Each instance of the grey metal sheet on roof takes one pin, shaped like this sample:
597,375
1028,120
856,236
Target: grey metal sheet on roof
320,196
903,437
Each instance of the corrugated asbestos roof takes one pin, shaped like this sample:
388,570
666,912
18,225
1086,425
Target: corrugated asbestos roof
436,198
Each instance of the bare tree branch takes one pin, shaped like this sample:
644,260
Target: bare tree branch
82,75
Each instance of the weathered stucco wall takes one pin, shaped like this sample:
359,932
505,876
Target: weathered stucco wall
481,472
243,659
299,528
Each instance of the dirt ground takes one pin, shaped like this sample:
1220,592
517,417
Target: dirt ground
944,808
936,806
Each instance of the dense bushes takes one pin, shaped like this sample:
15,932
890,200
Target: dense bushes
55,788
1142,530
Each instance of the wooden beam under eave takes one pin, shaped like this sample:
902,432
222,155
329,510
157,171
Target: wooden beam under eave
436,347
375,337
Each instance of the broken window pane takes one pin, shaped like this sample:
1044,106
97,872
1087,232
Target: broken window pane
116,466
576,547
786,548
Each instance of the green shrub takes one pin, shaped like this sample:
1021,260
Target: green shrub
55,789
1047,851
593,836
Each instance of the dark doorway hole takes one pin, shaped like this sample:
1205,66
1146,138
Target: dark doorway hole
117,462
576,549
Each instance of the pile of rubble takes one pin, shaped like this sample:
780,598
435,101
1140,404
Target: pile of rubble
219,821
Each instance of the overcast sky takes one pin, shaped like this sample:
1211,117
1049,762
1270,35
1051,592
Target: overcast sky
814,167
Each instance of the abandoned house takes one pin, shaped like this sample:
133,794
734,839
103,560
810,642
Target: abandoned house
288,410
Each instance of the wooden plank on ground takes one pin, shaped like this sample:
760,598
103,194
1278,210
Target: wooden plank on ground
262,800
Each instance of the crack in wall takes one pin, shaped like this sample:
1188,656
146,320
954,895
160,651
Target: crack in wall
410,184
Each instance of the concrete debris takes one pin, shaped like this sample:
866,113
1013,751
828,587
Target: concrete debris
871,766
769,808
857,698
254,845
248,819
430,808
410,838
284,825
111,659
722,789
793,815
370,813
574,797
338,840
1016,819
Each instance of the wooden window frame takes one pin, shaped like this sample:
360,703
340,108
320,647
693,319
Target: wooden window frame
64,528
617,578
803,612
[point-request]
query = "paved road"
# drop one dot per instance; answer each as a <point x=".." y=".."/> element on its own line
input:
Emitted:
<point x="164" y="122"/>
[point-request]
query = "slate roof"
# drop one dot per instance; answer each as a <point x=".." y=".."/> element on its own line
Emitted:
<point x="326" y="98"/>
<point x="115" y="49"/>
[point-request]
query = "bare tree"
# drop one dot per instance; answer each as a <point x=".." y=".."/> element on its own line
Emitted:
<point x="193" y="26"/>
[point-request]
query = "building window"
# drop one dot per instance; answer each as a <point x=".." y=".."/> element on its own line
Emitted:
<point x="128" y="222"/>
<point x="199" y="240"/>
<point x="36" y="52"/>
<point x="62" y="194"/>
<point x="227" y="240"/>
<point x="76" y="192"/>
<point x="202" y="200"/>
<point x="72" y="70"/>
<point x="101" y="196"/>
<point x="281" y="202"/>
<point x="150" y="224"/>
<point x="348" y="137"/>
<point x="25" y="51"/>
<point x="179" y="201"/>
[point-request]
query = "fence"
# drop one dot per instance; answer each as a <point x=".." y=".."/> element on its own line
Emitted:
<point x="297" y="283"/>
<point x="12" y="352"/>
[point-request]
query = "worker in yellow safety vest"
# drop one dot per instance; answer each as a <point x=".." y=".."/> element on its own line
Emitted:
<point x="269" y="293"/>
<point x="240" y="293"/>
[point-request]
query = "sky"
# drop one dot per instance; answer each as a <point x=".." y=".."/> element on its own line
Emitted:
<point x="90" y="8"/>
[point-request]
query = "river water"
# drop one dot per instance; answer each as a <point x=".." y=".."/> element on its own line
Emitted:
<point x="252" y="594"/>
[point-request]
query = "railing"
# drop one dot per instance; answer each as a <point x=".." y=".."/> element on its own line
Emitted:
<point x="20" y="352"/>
____________
* [Directions for this task]:
Give every line of the material again, exactly as it reads.

* [The result]:
Each instance of the grey metal sheet on roof takes one pin, shaped like this sample:
597,375
1028,120
856,236
Target: grey metal sheet on roof
320,196
903,437
Each instance of the corrugated asbestos roof takes one pin, shaped like this sample:
388,570
666,912
18,225
1086,425
Target: corrugated asbestos roof
436,198
Each instance of the bare tree branch takes one pin, shaped like this sample:
644,260
Target: bare tree branch
82,75
Each instance of the weathered stucco wall takes one pin, shaped like this sample:
359,932
505,876
Target: weathered stucco wall
481,472
243,659
299,528
Each instance of the dirt ground takes one pin, shaped like this sample:
1220,592
517,417
Target: dirt ground
944,808
936,806
Each instance of the dense bushes takes one pin, shaped like this sample:
15,932
890,200
Target: dense bushes
55,788
1142,530
Each instance of the wooden beam under eave takes one pin, shaped like this sample:
902,432
222,155
329,510
157,171
Target: wooden beam under eave
436,347
375,337
Each instance of the broken window pane takes one pin, shaped like this sample:
1044,106
97,872
1087,232
Target: broken window pane
116,466
576,547
786,548
Each instance of the green shrub takes one pin, shaped like this sample:
1021,260
Target: green shrub
55,789
1047,851
593,836
Each instance of the dark doorway hole takes one pin, shaped like this sample:
1205,66
1146,138
Target: dark doorway hole
117,462
576,549
Each instance of the pile of rubble takes one pin, shaped like this sample:
780,598
435,101
1140,404
Target: pile of rubble
219,821
Each instance of the overcast sky takes one pin, shaped like this sample:
1211,117
1049,762
1270,35
1051,592
Target: overcast sky
814,167
Each instance of the abandoned house takes one pin, shaped like this sample:
133,794
734,839
103,560
810,642
Target: abandoned house
288,410
Each instance of the wooden plank on ground takes one pin, shaped like this sample:
760,598
103,194
1278,210
Target: wooden plank on ground
262,800
Each instance of the crack in wall takes one pin, shaped like this sample:
1188,656
146,320
954,895
160,651
Target: crack in wall
410,184
Each instance of the concrete debris takes one pin, shaped like this sample:
866,113
1013,751
828,587
Target: concrete debris
871,766
769,808
857,698
254,845
248,819
430,808
410,838
284,825
111,659
722,789
793,815
370,813
574,797
338,840
1016,819
Each instance of the wooden window frame takes one pin, shaped like this sample:
360,703
340,108
320,647
693,319
Target: wooden window frame
64,528
617,578
803,612
[point-request]
query = "paved road"
# drop one dot per instance; answer each as a <point x=".." y=".."/> element on its own line
input:
Emitted:
<point x="164" y="122"/>
[point-request]
query = "slate roof"
# drop one dot per instance; answer each as a <point x=".." y=".."/> element on its own line
Emitted:
<point x="326" y="98"/>
<point x="115" y="49"/>
[point-request]
query = "bare tree"
# drop one dot per instance; answer each as a <point x=".." y=".."/> element on its own line
Emitted:
<point x="193" y="26"/>
[point-request]
query = "building window"
# drop one dot per instance; answer each as a <point x=".." y=".."/> element on its own line
Emitted:
<point x="128" y="222"/>
<point x="199" y="240"/>
<point x="36" y="52"/>
<point x="62" y="194"/>
<point x="227" y="240"/>
<point x="76" y="192"/>
<point x="202" y="200"/>
<point x="72" y="70"/>
<point x="101" y="196"/>
<point x="281" y="202"/>
<point x="150" y="224"/>
<point x="348" y="137"/>
<point x="25" y="51"/>
<point x="179" y="201"/>
[point-request]
query = "fence"
# drop one dot per instance; answer each as a <point x=".." y=".."/> element on its own line
Emitted:
<point x="297" y="283"/>
<point x="12" y="352"/>
[point-request]
query = "worker in yellow safety vest"
# drop one dot per instance; answer each as a <point x=".." y=".."/> element on its own line
Emitted:
<point x="269" y="293"/>
<point x="240" y="293"/>
[point-request]
query = "sky"
# drop one dot per instance; answer each as a <point x=".." y=".."/> element on its own line
Emitted:
<point x="90" y="8"/>
[point-request]
query = "river water"
# drop one dot per instance; answer each as a <point x=".." y=".."/> element on its own line
Emitted:
<point x="252" y="594"/>
[point-request]
query = "railing"
# drop one dot per instance; answer each as a <point x=".." y=".."/> element on its own line
Emitted:
<point x="20" y="352"/>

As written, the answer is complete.